Entries supplied
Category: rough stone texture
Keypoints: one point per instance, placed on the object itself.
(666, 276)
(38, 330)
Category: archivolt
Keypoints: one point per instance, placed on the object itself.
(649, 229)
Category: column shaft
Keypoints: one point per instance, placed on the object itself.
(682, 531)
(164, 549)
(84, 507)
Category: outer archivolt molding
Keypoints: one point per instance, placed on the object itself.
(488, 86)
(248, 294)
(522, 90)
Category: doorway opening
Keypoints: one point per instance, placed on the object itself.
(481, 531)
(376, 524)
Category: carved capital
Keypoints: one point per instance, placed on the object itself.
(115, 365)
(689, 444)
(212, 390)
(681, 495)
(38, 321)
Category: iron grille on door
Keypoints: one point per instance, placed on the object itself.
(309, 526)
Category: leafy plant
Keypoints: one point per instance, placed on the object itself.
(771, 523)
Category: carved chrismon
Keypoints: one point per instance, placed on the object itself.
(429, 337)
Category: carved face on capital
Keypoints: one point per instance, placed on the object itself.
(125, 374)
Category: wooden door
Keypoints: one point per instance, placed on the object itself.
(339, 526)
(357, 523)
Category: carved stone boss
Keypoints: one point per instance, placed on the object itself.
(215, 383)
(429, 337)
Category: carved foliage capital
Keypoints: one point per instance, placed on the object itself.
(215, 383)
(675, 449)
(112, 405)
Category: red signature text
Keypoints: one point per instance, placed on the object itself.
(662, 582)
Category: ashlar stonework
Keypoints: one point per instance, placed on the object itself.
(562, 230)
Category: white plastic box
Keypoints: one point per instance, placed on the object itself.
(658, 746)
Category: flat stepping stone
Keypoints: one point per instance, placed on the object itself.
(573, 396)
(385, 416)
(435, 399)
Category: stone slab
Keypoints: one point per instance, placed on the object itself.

To be done
Scale the listing starting at the line "Category: column shaft" and ending at the last line of the listing, reproducing every line, category and keypoint lines included, with each coordinate in the answers multiplied by 2.45 and rounded to the nearest whole number, halves rounded up. Return only these lines.

Result of the task
Category: column shaft
Keypoints: one point per instance, placed on the object itself.
(1671, 1301)
(402, 1345)
(206, 1242)
Category: outer archivolt molding
Keypoints: one point per instance, placed on the object itself.
(1196, 211)
(608, 720)
(1279, 221)
Category: doorway opening
Keypoints: one point per instance, placed on the object itself.
(1178, 1301)
(921, 1284)
Category: carved capital
Keypoints: one point per instance, placed on the object itself.
(282, 894)
(1688, 1088)
(519, 956)
(1668, 1213)
(93, 786)
Category: iron grille on door
Keypoints: one point per instance, placed on the object itself.
(757, 1289)
Category: leafy plant
Keypoints: one point per instance, placed on the object itself.
(1889, 1281)
Category: carved chrismon
Keypoints: one point per instance, placed on the object itself.
(1051, 826)
Category: carved face on capital
Keypoints: one point per instance, placed on the object itself.
(306, 916)
Category: wooden door
Keypoints: one point per instance, placed on the object itself.
(831, 1289)
(875, 1281)
Category: carved stone boss
Keypoints: one point per instance, placed on the object itself.
(527, 938)
(1051, 826)
Category: carved foliage capital
Keypoints: one point per instance, placed on the object itself.
(527, 938)
(1654, 1100)
(274, 992)
Category: red signature text
Keypoints: one point per instance, placed on the object itself.
(1622, 1426)
Category: ashlar stonework
Keypoints: one point per instance, placed on the object itself.
(1377, 564)
Category: white plastic box
Keypoints: one point per instance, placed on the object itself.
(1612, 1828)
Category: flat stepping stone
Keypoints: one point per instance, placed on the object itself.
(1404, 970)
(943, 1019)
(1066, 978)
Category: stone slab
Keypoints: one point per instance, placed on the object itself.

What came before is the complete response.